● Zadanie do wykonania
Przepisz cały poniższy materiał bez żadnych zmian, wiersz po wierszu.

^^^^^^^^^^^^^^^^

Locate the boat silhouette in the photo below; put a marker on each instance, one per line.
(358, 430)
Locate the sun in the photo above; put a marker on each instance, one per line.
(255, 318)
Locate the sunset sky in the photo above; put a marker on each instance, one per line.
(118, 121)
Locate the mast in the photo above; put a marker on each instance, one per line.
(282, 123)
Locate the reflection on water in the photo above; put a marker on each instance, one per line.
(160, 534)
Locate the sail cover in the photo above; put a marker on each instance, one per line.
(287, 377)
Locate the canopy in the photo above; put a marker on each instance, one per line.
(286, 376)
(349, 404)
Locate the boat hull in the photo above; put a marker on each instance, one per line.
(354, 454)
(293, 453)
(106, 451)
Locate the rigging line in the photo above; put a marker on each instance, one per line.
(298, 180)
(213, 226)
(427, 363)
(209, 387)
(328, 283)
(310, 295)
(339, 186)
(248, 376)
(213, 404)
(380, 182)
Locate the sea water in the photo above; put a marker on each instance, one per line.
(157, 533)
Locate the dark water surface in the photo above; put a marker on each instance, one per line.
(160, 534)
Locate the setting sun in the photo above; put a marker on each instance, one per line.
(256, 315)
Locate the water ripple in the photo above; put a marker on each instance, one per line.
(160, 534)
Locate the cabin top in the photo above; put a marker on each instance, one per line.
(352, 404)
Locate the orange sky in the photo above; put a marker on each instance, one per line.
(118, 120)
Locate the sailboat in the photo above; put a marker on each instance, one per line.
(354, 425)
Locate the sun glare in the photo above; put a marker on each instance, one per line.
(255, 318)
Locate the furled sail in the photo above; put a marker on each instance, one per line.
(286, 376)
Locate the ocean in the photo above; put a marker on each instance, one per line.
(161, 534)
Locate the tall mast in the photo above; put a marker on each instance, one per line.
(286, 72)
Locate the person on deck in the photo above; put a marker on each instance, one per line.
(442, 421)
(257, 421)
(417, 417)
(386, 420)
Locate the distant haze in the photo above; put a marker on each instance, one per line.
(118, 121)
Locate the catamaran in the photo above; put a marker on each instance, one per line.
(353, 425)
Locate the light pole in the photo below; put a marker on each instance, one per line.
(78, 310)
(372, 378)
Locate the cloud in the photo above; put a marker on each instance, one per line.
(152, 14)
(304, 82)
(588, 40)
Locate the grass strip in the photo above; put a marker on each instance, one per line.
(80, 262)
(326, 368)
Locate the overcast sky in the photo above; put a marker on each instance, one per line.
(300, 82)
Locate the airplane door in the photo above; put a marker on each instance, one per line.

^^^^^^^^^^^^^^^^

● Rozwiązane zadanie
Locate the boat silhouette in the photo below; put a marker on each instance, one per line.
(358, 430)
Locate the sun in the photo above; put a marker on each instance, one per line.
(255, 318)
Locate the sunset sky in the photo above; put a marker on each instance, one per line.
(118, 121)
Locate the mast in the photo above; put a marker on each instance, one per line.
(282, 123)
Locate the reflection on water in the photo above; put a marker on each instance, one per line.
(160, 534)
Locate the sail cover in the photo above; put a marker on each instance, one per line.
(287, 377)
Locate the canopy in the photo above; put a marker on each instance, one per line.
(286, 376)
(349, 404)
Locate the boat hull in the photo above; put a marker on each instance, one per line.
(354, 454)
(293, 453)
(106, 451)
Locate the rigging line in the photo above; put a marker on each instance, one per line.
(298, 180)
(213, 226)
(427, 363)
(209, 387)
(328, 283)
(310, 295)
(339, 186)
(248, 376)
(213, 404)
(380, 182)
Locate the sea water in the photo above; put a marker on each instance, one per line.
(157, 533)
Locate the dark water surface in the photo above; put a marker on each instance, one per line.
(160, 534)
Locate the setting sun in the photo above; put a marker on each instance, one per line.
(256, 315)
Locate the water ripple in the photo above; put a marker on each instance, one per line.
(160, 534)
Locate the cabin top in the photo above; put a marker on each instance, one per line.
(352, 404)
Locate the orange sky in the photo above; put a marker on each instance, one per line.
(118, 120)
Locate the sailboat in the photo above; put a marker on each instance, one per line.
(354, 425)
Locate the sun glare in the photo above; put a marker on each instance, one per line.
(255, 318)
Locate the furled sail in the photo above; put a marker on each instance, one per line.
(286, 376)
Locate the ocean in the photo above; put a marker on each instance, one per line.
(161, 534)
Locate the tall mast in the photo above; put a marker on each instance, one per line.
(286, 72)
Locate the person on deck in the photo above; put a marker on each instance, one per line.
(442, 421)
(257, 421)
(417, 417)
(386, 420)
Locate the distant haze in the photo above; put a marker on each instance, one per line.
(118, 121)
Locate the catamaran in the photo above; put a marker on each instance, one per line.
(353, 425)
Locate the light pole in the photo below; put a marker on each instance, one per line.
(78, 310)
(372, 378)
Locate the cloud in the photo above; put a marker on each instance, one per line.
(152, 14)
(304, 82)
(588, 40)
Locate the grass strip in the photo above; put a marker on each instance, one per line.
(80, 262)
(326, 368)
Locate the overcast sky in the photo above; put a marker on each instance, one per line.
(300, 82)
Locate the airplane door in the photo above; put a marker on each instance, one per line.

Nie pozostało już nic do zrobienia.